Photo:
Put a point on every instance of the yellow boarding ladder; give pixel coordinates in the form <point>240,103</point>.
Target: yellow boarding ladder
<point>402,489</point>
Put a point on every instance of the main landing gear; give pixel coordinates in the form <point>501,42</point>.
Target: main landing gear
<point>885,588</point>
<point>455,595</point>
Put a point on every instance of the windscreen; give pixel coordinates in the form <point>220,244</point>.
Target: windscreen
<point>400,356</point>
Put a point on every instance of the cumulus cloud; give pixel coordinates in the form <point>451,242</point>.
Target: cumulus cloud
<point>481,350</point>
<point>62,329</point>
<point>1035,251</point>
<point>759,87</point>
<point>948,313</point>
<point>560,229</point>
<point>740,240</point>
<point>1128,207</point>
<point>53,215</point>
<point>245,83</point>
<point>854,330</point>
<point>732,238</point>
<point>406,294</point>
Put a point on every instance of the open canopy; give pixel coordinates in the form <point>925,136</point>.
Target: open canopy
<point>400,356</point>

(The request)
Reproduce verbatim everything in the material above, from the line containing "Put a point on every instance of the cumulus" down to the end of the material.

(The solution)
Put a point on every instance of the cumulus cloud; give pixel coordinates in the form <point>451,242</point>.
Target: cumulus cloud
<point>481,350</point>
<point>62,329</point>
<point>1035,251</point>
<point>759,87</point>
<point>948,313</point>
<point>560,229</point>
<point>740,240</point>
<point>1128,207</point>
<point>53,215</point>
<point>245,83</point>
<point>854,330</point>
<point>732,238</point>
<point>406,294</point>
Put a point on every instance of the open canopy; give pixel coordinates in the form <point>925,136</point>.
Target: open canopy
<point>400,356</point>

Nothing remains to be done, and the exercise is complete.